# What to do
Starting at the line containing "Target: drooping frond" and ending at the line containing "395, row 196", print every line of the material below exactly, both ends included, and stop there.

* * * * * * * * *

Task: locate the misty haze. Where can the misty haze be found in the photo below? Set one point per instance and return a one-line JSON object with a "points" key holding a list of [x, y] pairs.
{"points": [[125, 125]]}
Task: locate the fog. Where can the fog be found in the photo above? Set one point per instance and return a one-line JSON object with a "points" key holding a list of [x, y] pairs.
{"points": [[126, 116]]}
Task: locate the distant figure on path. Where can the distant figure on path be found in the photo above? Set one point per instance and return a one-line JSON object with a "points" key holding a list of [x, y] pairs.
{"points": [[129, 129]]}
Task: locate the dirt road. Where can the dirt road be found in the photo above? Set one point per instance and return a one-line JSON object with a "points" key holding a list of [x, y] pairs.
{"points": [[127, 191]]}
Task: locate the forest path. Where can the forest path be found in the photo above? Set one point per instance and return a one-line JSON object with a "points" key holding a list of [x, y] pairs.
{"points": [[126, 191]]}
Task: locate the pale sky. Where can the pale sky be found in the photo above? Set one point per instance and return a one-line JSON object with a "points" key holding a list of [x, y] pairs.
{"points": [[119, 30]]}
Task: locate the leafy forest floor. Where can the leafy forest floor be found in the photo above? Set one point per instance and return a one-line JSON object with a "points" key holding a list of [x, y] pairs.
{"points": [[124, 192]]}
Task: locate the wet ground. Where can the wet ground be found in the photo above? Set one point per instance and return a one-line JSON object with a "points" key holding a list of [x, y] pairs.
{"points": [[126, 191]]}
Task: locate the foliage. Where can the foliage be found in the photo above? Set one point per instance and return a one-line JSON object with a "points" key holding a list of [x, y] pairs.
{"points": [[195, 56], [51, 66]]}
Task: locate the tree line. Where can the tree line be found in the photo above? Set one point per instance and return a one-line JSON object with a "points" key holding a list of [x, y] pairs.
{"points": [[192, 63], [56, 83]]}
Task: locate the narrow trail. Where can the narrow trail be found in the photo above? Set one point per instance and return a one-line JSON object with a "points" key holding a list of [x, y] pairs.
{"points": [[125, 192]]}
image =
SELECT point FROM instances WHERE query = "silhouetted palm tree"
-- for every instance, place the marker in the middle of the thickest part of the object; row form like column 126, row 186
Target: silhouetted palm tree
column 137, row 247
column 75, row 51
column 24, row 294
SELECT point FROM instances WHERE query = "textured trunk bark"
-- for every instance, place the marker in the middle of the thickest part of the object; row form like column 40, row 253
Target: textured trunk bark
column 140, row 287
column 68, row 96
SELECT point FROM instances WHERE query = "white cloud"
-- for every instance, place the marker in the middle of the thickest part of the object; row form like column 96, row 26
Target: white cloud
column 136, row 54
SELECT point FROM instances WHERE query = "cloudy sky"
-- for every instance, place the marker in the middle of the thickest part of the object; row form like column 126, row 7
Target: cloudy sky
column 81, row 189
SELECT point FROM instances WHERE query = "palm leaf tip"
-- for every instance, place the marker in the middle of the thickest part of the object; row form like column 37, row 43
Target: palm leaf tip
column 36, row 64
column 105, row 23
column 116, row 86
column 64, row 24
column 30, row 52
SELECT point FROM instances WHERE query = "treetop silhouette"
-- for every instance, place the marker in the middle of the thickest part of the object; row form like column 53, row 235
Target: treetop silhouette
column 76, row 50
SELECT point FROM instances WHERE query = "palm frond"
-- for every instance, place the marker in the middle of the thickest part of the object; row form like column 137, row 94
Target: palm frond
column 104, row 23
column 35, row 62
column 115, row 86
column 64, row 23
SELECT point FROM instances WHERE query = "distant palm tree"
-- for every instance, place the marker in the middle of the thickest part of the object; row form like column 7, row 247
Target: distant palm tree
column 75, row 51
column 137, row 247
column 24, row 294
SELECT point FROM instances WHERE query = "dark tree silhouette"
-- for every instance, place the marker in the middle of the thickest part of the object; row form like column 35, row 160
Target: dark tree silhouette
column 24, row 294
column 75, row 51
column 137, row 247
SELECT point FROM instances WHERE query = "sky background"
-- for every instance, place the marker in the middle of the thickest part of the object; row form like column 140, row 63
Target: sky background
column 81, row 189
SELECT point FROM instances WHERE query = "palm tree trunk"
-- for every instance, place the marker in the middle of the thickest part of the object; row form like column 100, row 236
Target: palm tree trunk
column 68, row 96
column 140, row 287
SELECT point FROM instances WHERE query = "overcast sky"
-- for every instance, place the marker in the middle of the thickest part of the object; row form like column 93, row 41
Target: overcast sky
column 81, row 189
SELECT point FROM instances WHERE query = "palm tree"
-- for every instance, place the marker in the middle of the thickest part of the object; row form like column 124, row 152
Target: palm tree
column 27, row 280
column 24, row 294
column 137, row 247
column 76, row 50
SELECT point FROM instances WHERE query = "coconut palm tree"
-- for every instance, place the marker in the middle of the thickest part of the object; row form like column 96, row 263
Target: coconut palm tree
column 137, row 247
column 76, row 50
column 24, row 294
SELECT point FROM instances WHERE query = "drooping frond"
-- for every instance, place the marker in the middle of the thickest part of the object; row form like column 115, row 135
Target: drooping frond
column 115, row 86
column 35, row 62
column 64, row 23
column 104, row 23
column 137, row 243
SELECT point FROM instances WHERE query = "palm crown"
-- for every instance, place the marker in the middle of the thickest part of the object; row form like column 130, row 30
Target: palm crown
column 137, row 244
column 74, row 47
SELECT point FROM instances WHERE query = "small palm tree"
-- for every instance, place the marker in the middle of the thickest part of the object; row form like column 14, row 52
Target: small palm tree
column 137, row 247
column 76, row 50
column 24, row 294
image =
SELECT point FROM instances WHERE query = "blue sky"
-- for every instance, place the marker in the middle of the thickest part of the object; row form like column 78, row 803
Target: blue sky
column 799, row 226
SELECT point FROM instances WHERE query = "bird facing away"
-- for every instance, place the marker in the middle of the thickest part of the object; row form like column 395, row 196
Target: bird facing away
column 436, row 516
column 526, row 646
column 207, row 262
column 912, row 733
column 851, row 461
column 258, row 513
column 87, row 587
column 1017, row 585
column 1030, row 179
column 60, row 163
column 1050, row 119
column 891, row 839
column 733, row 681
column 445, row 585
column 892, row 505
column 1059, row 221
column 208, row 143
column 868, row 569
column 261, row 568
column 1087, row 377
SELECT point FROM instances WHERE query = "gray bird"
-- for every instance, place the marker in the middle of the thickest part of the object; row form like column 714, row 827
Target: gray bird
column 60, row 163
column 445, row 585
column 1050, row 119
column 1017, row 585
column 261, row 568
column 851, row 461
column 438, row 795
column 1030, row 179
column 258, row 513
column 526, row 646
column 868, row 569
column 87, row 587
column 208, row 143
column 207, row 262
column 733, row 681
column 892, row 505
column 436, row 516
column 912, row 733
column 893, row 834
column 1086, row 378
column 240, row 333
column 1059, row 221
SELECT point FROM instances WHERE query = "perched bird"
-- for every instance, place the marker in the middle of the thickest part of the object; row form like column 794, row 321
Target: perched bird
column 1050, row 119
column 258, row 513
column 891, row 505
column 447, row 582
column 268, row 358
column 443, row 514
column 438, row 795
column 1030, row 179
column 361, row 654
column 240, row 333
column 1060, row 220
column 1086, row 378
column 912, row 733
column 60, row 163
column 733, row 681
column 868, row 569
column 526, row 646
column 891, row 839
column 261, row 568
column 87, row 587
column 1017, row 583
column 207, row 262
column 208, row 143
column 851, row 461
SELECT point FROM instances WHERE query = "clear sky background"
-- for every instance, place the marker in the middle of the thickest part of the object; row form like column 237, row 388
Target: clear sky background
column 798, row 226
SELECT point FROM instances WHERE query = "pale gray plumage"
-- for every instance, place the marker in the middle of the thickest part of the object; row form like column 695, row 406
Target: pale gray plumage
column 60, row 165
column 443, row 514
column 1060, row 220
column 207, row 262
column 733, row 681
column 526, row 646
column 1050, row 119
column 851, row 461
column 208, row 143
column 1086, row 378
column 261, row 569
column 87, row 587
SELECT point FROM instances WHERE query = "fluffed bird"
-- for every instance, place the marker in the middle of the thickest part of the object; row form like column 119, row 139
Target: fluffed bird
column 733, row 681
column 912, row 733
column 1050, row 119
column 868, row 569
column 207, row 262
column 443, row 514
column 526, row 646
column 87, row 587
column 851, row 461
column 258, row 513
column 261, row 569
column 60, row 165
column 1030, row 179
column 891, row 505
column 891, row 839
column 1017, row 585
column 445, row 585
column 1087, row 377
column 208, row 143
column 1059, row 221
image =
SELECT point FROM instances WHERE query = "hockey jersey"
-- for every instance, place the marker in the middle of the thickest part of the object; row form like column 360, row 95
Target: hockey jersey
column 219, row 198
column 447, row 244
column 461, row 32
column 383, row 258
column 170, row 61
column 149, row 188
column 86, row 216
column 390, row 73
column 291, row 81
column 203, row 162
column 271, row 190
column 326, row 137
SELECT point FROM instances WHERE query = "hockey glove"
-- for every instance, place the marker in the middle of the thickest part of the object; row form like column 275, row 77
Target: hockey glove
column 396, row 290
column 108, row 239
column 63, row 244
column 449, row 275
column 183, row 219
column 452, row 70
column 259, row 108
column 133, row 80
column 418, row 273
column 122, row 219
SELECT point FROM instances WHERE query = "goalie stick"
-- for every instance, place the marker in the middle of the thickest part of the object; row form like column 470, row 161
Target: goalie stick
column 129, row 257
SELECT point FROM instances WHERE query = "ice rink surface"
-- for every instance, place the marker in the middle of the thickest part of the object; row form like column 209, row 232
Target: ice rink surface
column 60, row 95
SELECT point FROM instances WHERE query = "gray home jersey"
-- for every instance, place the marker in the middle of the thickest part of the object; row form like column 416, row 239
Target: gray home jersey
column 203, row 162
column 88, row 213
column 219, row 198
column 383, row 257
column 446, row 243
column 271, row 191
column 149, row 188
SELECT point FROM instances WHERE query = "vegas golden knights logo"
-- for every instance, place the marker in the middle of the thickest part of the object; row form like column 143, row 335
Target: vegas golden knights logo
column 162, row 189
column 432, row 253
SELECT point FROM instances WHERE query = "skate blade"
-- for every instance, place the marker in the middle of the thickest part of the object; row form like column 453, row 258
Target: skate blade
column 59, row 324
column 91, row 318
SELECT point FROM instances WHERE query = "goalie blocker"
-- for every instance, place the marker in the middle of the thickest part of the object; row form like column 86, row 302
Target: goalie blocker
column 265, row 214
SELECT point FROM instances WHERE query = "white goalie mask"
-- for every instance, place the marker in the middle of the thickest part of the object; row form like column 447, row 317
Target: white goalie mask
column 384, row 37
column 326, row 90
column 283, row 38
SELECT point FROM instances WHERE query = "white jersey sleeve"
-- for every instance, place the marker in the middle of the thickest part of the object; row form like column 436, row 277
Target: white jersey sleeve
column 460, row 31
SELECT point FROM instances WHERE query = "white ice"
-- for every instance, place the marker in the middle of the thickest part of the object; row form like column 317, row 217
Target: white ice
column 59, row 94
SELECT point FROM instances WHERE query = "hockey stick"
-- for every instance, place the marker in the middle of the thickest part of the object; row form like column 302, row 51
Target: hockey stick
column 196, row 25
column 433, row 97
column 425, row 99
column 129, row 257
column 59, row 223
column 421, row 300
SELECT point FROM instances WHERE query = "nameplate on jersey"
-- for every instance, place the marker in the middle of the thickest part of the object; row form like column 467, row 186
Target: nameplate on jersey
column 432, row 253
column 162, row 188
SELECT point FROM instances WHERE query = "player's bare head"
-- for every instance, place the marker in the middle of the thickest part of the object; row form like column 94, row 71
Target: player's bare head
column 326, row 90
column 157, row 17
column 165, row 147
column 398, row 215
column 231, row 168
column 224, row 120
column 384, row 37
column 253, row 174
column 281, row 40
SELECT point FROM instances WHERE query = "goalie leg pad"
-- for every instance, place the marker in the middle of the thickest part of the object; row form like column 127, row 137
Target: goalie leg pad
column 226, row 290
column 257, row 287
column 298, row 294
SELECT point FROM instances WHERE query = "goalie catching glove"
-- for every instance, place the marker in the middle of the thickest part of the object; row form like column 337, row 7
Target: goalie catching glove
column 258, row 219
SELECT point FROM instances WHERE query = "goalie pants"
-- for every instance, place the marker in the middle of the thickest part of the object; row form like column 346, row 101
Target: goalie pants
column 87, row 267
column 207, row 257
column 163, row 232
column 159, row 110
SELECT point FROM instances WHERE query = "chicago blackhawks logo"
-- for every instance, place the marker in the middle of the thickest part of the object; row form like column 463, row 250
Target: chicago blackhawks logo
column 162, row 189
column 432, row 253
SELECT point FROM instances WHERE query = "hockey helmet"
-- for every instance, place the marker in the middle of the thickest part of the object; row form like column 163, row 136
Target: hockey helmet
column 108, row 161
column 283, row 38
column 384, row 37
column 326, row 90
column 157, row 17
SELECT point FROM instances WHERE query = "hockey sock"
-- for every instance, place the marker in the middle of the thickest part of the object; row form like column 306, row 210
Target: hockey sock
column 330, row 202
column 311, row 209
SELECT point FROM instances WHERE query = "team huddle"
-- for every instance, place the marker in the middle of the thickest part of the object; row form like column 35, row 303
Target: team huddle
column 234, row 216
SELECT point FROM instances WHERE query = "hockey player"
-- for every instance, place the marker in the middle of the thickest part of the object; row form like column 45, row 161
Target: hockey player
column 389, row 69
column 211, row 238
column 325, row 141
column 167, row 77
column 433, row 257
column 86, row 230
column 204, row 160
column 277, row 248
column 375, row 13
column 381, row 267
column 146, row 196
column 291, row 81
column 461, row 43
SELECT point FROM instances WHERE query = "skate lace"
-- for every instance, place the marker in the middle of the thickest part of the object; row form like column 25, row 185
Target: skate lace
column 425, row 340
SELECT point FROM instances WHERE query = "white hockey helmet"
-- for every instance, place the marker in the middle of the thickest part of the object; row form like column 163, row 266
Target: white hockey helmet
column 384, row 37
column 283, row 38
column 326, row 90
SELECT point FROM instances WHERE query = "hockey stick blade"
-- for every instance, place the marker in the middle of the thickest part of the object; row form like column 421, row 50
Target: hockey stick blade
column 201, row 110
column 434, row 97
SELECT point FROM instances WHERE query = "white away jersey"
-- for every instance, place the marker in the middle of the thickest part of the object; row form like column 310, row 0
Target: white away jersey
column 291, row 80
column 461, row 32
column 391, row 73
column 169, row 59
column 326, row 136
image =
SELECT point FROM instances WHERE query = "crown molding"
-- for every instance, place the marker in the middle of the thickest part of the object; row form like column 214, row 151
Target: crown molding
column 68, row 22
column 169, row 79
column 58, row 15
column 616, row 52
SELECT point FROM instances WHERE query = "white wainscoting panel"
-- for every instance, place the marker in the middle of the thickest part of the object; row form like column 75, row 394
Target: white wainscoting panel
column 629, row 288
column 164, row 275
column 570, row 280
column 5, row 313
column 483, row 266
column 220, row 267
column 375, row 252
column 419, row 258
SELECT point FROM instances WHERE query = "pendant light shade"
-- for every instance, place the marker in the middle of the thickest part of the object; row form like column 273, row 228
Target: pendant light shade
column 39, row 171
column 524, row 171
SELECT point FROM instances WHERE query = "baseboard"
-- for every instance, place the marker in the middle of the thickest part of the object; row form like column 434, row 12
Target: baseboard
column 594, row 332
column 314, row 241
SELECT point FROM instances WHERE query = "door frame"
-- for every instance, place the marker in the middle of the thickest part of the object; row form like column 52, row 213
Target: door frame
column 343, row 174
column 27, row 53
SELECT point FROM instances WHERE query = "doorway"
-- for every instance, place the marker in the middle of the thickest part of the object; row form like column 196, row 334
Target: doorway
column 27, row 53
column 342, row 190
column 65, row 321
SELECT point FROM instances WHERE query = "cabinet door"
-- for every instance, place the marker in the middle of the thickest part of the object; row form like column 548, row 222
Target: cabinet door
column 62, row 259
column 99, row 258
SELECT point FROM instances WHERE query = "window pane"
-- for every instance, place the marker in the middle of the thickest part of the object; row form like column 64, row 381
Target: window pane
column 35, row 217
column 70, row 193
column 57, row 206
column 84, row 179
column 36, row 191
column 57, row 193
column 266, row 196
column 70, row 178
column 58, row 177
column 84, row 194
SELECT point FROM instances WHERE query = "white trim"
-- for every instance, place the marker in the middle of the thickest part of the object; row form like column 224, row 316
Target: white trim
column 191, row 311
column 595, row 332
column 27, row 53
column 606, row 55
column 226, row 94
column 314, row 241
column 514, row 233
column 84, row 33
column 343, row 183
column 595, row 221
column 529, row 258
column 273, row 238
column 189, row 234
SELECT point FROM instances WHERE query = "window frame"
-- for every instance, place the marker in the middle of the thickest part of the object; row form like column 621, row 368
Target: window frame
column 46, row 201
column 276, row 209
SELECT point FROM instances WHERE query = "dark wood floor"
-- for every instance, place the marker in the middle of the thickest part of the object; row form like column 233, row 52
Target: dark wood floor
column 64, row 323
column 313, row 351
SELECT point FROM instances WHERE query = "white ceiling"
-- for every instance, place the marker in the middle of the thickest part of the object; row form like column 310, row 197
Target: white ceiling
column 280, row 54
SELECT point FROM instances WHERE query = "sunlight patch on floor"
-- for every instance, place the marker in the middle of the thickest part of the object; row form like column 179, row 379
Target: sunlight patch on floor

* * * * * * * * *

# Response to the task
Target: drooping frond
column 115, row 86
column 35, row 62
column 64, row 23
column 104, row 23
column 137, row 243
SELECT point FROM instances WHERE query = "palm crown"
-- for every instance, place the marker in the middle of the thickest part of the object; row form like column 130, row 30
Target: palm crown
column 137, row 244
column 74, row 47
SELECT point FROM instances WHERE query = "small palm tree"
-- for every instance, place the marker in the middle of the thickest part of the object; row form like column 14, row 52
Target: small palm tree
column 137, row 247
column 76, row 50
column 24, row 294
image =
SELECT point FROM instances WHERE query = "blue sky"
-- for every instance, place the marker in the middle of the thickest part of the object; row form like column 78, row 803
Target: blue sky
column 799, row 226
SELECT point FROM instances WHERE query = "bird facing away"
-- for every instance, place the marker in the middle of the thickest part of the object; row form like column 395, row 196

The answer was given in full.